TASKS TO COMPLETE:
A. In the article on salt stress in plants, which two components did Dr. Zhao's group previously find work together as a module to regulate growth and salt tolerance?
B. Write the next part of the article on plant salt tolerance, starting right after its last sentence.

EXCERPT PROVIDED:
------------------------------------------------

Abstract: Salt stress is a major environmental stress that threats crop growth and yield. It is of great significance to study the molecular genetic network of plants in response to salt stress. In a study published in Nature Plants, Dr. Zhao's group uncovers a novel mechanism underlying the coordination of plant growth and salt tolerance in plants.
Salt stress is a major environmental stress that threats crop growth and yield. Therefore, it is of great significance to study the molecular regulatory network of salt tolerance in plants and to cultivate crops with enhanced salt tolerance. A major challenge for plants to adapt to salt stress is to coordinate growth and stress response, but currently the molecular mechanisms underlying the regulation of the balance between growth and salt stress response are still largely unknown.
In a study published in Nature Plants on Apr. 3, Dr. ZHAO's group from CAS Center for Excellence in Molecular Plant Sciences, Chinese Academy of Sciences, uncovers a novel mechanism of how plants coordinate plant growth and salt tolerance.
Dr. ZHAO's group mainly focuses on studying the genetic network of salt stress response in plants. In previous studies, this group found that leucine-rich repeat extensins (LRXs) and FERONIA (FER) function as a module to regulate plant growth and salt tolerance, but how this module regulates the balance between plant growth and salt stress response remains unknown.

------------------------------------------------

PROVIDED RECORDS:
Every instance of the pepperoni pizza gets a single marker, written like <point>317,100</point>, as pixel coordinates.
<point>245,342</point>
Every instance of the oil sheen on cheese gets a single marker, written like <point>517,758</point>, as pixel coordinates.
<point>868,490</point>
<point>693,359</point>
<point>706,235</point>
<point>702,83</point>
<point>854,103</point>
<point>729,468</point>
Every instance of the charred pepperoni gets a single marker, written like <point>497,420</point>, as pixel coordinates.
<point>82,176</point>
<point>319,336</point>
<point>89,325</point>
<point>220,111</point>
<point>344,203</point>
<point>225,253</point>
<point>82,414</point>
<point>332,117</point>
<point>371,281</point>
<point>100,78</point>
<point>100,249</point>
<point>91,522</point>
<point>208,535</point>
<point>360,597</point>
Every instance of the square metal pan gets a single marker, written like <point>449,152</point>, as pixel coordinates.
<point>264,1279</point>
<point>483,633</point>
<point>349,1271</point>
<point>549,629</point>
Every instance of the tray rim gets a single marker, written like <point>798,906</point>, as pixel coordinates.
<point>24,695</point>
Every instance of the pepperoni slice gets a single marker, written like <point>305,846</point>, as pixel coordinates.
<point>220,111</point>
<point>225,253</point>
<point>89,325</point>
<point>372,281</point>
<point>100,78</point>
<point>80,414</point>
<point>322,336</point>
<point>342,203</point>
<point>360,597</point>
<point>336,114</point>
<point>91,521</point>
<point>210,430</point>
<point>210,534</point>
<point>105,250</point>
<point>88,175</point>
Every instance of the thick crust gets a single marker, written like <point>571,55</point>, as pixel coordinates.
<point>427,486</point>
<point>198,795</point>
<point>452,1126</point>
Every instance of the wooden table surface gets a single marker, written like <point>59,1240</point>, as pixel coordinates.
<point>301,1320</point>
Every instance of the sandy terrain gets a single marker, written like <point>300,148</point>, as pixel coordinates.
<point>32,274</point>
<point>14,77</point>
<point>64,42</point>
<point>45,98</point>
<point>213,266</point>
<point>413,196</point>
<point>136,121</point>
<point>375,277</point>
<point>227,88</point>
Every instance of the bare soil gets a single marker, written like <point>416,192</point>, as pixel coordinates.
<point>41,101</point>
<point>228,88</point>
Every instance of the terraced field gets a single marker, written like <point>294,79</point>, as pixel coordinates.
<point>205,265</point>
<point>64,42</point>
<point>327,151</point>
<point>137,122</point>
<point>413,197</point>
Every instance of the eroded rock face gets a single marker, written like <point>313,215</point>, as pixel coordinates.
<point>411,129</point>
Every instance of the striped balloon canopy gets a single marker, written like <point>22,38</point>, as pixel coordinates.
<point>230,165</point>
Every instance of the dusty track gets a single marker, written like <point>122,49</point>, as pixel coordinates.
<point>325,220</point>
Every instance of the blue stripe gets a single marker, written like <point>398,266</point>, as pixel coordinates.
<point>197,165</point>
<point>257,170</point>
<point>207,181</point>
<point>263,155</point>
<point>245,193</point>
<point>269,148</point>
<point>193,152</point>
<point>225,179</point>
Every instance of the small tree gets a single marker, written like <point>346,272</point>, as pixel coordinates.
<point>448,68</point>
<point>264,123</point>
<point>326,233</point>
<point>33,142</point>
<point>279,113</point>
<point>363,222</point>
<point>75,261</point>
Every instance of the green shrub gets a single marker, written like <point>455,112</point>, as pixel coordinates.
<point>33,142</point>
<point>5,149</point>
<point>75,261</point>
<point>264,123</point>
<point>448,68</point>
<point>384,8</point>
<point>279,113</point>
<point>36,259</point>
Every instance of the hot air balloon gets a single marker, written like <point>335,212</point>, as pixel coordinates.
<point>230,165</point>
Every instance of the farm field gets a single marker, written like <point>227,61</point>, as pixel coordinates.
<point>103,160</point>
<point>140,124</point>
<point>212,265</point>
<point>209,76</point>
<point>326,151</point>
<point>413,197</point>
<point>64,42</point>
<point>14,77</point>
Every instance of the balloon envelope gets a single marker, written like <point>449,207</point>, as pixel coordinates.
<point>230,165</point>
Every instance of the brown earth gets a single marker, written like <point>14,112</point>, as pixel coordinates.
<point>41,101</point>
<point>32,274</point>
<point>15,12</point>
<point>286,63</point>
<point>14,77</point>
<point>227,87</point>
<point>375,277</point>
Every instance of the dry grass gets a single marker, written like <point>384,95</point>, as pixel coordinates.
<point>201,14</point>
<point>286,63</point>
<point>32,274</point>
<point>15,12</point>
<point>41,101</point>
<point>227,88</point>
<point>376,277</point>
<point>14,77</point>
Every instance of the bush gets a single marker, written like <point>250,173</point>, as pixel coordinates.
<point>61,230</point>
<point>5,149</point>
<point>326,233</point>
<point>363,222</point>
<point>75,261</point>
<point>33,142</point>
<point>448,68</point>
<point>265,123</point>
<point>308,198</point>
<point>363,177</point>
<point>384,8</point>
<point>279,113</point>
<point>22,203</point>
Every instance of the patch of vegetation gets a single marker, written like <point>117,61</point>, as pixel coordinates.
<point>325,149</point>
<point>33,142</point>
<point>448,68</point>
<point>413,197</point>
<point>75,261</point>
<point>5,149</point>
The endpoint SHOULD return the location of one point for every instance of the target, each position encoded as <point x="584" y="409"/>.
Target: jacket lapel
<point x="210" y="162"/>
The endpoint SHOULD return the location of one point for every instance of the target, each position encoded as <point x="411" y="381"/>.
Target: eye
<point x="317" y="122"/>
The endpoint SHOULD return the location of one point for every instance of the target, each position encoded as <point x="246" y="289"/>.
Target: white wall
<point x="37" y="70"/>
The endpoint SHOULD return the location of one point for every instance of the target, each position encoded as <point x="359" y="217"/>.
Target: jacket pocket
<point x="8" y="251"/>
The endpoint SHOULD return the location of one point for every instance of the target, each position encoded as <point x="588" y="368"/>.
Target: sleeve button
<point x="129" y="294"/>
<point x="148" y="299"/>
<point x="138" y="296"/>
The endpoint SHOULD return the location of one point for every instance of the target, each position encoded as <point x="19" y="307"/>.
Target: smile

------------------------------------------------

ANSWERS TO THE PROBLEMS:
A. Leucine-rich repeat extensins (LRXs) and FERONIA (FER).

B.
In this study, the researchers report that phytochrome B (phyB) mutation suppresses both the dwarfism and salt-triggered leaf bleaching of the lrx345 and fer-4 mutants. Further studies show that FER directly phosphorylates phyB and the phosphorylation modification is required for modulating the dark reversion rate and the accumulation of phyB protein in the nucleus. Salt stress attenuates phyB phosphorylation by inhibiting FER kinase activity, which results in a slower phyB dark reversion rate and increased accumulation of phyB in the nucleus.
“Our data show that tight control of phyB protein abundance in the nucleus is critical for balancing growth and stress response, which is finally beneficial for plant survival under high salinity,” ZHAO said.
In rice, OsphyB mutation significantly enhances salt tolerance, indicating that phyB gene is a potential genetic loci to improve salt tolerance in crops.
“This study reveals a key kinase that phosphorylates phyB, and elucidates the important biological significance of phyB phosphorylation in plant salt stress response.” ZHAO said. “This study also reveals a novel molecular mechanism of how plants coordinate growth and salt stress response, and provides a theoretical basis for breeding salt-tolerant crops.”